══ RECORDS FOR PROCESSING ══
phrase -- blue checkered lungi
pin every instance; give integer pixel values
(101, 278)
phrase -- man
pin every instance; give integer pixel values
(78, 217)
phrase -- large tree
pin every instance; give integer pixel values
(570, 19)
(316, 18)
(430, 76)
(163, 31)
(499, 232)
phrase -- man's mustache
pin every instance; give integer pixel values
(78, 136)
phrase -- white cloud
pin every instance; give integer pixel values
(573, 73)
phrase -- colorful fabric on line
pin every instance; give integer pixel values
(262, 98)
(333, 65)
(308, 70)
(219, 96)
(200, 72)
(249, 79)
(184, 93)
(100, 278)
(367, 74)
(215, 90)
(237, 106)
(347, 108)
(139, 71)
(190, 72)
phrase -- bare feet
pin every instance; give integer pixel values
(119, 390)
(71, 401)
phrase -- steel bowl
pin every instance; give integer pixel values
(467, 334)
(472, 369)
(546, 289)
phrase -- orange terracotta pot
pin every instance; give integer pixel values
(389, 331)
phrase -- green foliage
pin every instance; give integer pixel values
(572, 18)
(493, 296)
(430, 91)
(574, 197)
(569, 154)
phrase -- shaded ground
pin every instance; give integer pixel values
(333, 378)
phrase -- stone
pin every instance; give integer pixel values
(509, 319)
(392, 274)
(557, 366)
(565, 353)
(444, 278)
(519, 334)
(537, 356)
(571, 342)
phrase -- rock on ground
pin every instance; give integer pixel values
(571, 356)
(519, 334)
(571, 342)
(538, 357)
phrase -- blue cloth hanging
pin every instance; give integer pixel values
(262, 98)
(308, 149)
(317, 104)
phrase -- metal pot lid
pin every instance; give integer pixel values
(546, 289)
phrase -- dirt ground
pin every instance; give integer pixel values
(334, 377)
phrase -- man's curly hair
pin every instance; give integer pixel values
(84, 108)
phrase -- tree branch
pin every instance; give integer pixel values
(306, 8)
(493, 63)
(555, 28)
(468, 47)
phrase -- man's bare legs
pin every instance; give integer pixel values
═══
* **PROBLEM DESCRIPTION**
Please write out the stretch of the data from the line containing "phrase -- metal pot lid" through the end of the data, replacing "tree branch" with "tree limb" and keeping everything else the same.

* **REPLY TO THE TASK**
phrase -- metal pot lid
pin every instance; give integer pixel values
(546, 289)
phrase -- dirt ground
pin every instance; give integer pixel values
(334, 377)
phrase -- man's curly hair
pin every instance; give integer pixel values
(84, 108)
phrase -- tree limb
pin every instance; give integer pixel values
(306, 8)
(493, 63)
(555, 28)
(468, 47)
phrase -- man's bare legs
pin every instance; give integer pixel values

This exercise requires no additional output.